## Begin
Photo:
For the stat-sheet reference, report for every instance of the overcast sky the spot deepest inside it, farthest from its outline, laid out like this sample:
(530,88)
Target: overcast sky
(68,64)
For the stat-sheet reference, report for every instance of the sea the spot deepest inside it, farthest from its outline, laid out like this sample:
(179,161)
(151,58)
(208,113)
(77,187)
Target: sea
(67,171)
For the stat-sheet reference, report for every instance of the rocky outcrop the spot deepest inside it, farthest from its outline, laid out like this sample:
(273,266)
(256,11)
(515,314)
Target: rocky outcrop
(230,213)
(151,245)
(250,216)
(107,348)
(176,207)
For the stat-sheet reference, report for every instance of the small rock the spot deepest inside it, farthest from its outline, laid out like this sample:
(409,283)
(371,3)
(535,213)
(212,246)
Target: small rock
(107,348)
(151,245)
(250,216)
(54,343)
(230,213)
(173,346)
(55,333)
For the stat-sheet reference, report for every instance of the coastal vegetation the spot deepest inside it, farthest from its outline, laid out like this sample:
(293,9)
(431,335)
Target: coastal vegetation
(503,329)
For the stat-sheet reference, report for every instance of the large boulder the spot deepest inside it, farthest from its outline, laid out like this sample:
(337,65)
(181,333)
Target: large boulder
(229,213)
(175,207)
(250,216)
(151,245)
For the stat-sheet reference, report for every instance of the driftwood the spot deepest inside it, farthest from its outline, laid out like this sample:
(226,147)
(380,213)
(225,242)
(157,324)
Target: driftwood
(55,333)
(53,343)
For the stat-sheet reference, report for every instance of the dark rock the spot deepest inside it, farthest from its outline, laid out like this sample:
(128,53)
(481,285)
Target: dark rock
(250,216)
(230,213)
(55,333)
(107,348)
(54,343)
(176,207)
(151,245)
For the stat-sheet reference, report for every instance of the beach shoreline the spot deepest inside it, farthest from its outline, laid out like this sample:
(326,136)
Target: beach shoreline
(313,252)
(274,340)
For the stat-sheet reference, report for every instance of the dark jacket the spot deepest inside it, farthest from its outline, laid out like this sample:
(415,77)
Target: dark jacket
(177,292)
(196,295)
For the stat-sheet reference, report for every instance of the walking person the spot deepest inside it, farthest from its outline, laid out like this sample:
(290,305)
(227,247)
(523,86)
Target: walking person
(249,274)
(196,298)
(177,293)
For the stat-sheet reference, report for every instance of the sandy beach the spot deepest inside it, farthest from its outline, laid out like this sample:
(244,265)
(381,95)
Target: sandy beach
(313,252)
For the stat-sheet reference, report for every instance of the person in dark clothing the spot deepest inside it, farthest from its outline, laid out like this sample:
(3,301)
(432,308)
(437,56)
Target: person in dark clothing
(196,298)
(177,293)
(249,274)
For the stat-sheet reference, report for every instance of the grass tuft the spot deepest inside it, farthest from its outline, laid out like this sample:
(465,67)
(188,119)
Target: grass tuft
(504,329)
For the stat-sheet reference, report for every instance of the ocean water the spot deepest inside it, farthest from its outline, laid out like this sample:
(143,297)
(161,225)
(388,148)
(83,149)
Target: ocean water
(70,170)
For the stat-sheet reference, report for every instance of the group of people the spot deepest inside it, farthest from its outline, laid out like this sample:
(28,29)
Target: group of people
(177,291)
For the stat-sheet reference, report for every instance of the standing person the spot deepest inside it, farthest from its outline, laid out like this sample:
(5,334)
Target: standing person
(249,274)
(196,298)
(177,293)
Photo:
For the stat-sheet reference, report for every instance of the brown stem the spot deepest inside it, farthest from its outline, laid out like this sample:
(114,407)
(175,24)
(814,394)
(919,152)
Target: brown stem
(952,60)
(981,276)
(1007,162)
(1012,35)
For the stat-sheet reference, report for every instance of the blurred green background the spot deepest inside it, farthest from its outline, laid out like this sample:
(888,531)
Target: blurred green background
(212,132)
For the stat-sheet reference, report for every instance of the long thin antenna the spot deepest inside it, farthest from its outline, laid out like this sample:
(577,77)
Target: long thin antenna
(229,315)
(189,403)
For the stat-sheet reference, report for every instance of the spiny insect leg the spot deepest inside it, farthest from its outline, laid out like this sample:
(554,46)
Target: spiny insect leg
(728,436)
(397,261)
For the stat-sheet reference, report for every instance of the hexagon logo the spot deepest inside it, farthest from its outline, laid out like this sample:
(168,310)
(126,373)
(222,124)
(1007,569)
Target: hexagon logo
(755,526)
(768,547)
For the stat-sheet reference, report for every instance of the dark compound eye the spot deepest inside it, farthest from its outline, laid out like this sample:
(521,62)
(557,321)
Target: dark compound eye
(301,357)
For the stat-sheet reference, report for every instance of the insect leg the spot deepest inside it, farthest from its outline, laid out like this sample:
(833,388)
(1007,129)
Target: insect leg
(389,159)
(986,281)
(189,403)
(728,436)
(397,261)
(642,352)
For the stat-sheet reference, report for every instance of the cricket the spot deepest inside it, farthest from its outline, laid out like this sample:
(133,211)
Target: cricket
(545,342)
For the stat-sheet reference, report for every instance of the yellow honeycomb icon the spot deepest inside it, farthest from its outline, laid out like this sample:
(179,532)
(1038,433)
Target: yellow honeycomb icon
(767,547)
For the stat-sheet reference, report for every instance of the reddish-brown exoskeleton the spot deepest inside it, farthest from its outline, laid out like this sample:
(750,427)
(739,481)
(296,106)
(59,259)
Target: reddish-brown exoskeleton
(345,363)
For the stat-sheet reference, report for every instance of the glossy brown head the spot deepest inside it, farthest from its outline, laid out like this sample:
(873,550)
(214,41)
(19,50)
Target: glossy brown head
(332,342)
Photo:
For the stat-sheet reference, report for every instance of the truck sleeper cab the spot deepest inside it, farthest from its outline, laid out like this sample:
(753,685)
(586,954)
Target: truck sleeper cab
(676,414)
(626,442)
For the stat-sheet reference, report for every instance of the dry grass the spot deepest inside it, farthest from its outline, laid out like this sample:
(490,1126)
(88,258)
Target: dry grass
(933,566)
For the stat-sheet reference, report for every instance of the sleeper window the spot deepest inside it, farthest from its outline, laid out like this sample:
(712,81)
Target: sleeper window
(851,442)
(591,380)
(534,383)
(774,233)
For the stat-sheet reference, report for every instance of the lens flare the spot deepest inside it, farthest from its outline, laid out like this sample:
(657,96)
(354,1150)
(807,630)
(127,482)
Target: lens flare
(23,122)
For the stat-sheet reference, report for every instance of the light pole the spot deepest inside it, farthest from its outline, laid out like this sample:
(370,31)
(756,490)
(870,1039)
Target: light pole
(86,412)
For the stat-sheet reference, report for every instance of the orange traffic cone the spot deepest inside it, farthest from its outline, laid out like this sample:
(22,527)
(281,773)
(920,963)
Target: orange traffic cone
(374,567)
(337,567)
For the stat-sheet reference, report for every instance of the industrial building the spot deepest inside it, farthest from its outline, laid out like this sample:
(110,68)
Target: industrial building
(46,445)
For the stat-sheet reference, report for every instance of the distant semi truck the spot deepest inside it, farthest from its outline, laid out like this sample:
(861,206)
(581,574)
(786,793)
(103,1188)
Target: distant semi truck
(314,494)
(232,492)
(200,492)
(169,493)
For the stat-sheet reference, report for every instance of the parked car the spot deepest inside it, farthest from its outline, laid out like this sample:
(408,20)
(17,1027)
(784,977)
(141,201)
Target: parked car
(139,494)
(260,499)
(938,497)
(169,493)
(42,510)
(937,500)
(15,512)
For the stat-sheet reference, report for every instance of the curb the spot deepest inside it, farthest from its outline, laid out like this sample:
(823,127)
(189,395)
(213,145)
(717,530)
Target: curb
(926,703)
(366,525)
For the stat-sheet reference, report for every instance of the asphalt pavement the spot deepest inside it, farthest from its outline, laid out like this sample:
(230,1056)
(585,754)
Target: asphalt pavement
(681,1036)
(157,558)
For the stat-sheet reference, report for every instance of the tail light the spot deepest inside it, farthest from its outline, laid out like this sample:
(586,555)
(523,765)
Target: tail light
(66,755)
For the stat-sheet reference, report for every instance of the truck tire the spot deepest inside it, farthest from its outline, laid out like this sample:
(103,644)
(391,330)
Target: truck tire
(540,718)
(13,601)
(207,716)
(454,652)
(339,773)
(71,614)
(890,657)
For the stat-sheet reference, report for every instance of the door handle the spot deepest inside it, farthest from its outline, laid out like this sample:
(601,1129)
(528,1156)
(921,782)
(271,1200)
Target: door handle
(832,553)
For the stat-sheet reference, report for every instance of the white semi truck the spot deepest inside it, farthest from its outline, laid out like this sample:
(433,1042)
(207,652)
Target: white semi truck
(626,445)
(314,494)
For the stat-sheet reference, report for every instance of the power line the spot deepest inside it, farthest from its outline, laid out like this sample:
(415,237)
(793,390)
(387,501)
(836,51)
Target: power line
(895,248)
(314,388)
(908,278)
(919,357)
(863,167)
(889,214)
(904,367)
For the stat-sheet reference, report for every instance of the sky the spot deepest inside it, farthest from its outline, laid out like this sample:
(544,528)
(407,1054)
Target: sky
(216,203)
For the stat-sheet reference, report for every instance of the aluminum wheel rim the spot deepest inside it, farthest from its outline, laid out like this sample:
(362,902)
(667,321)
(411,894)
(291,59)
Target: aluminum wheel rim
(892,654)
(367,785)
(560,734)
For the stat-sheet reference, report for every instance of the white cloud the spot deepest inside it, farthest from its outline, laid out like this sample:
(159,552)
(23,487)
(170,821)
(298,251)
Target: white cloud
## End
Written task —
Give back the lines of the listing from the one with "the sky the" through the end, both included, exactly as written and with nothing added.

Complete response —
For the stat-sheet reference, report for every instance of the sky the spot deepest inside it, farthest from its outline, laid out like this sample:
(544,528)
(407,1054)
Target: sky
(216,203)
For the stat-sheet reference, report for every instance of the aluminum wheel rim the spot deepest inside it, farthest from its outline, laid out like this sample:
(362,902)
(667,321)
(411,894)
(291,59)
Target: aluminum wheel rim
(892,654)
(367,785)
(560,734)
For the stat-sheet reference, report for every instance of the white cloud the spot deepest inside it, farthest from its outline, laid out like this sample:
(159,552)
(23,487)
(170,821)
(298,251)
Target: white cloud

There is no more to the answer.